▶ [Given records]
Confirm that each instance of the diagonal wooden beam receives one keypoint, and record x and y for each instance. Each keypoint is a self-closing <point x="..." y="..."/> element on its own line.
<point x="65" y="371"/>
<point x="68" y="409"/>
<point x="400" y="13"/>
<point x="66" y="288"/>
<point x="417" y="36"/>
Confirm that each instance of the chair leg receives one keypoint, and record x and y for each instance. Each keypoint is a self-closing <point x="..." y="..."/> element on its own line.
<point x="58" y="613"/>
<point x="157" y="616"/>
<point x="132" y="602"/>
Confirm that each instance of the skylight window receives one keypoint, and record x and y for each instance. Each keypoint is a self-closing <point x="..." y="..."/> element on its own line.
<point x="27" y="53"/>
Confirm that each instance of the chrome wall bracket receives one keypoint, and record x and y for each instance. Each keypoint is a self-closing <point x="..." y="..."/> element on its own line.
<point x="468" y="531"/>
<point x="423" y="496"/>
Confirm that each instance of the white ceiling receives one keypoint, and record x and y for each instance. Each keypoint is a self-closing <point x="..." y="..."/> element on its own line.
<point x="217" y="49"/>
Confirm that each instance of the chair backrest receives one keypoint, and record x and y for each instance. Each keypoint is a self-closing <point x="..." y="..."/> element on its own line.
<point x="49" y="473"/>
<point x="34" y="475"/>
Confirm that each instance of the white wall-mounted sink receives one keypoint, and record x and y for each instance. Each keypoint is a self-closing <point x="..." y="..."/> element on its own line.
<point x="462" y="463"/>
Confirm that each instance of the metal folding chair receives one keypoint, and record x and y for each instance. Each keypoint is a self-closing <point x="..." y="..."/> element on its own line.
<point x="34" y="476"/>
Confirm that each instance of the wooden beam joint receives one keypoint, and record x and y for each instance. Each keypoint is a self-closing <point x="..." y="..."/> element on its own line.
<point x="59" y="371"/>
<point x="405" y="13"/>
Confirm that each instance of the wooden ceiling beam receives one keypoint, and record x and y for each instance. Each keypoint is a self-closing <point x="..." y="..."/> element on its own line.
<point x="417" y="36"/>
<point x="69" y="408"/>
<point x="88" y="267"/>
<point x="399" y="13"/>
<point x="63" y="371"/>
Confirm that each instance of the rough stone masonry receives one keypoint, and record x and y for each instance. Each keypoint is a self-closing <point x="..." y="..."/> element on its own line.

▶ [Task to carry out]
Nothing in the data may be left out; copy every line exactly.

▶ [Solved exercise]
Confirm that each instance of the diagonal wooden beam receives one keypoint, and record x and y for each instance. Each keypoint is a self-closing <point x="..." y="..."/> element on its own line.
<point x="65" y="371"/>
<point x="68" y="409"/>
<point x="400" y="13"/>
<point x="66" y="288"/>
<point x="417" y="36"/>
Confirm that each instance of the chair leg receives one keypoint, and record x and y for each instance. Each keypoint is a self-closing <point x="..." y="..."/> element on its own line.
<point x="58" y="613"/>
<point x="157" y="616"/>
<point x="132" y="602"/>
Confirm that each instance of the skylight window receives one keypoint, and record x and y for each instance. Each keypoint is a self-closing <point x="..." y="..."/> element on its own line.
<point x="27" y="53"/>
Confirm that each instance of the chrome wall bracket receives one keypoint, and record x and y for each instance. Each keypoint is a self-closing <point x="..." y="..."/> element on its own line.
<point x="468" y="531"/>
<point x="423" y="496"/>
Confirm that each instance of the white ceiling receives one keypoint, and record x and y for each instance. Each keypoint is a self-closing <point x="..." y="..."/> element on its own line.
<point x="217" y="49"/>
Confirm that each instance of the chair backrest receives one keypoint, and record x and y for each instance. Each keypoint is a self-closing <point x="..." y="..."/> element on its own line.
<point x="49" y="473"/>
<point x="34" y="475"/>
Confirm that each instance of the white wall-mounted sink receives one keypoint, and record x and y for each instance. Each keypoint is a self-closing <point x="..." y="..."/> element on its own line.
<point x="462" y="463"/>
Confirm that each instance of the metal folding chair receives one keypoint, and record x and y for each instance. Each keypoint is a self-closing <point x="..." y="..."/> element on its own line.
<point x="34" y="476"/>
Confirm that each instance of the wooden beam joint receives one keypoint, and record x and y for each instance. Each keypoint is a self-closing <point x="..." y="..."/> element on its own line.
<point x="59" y="371"/>
<point x="405" y="13"/>
Confirm that each instance of the wooden ceiling beam receives one keypoint, and record x and y for each instance. Each keypoint is a self-closing <point x="..." y="..."/> element on its own line.
<point x="417" y="36"/>
<point x="69" y="408"/>
<point x="88" y="267"/>
<point x="399" y="13"/>
<point x="63" y="371"/>
Confirm that each instance of the rough stone masonry receives one keypoint, and record x and y for each instance. Each keypoint is a self-closing <point x="..." y="..."/> element on its own line.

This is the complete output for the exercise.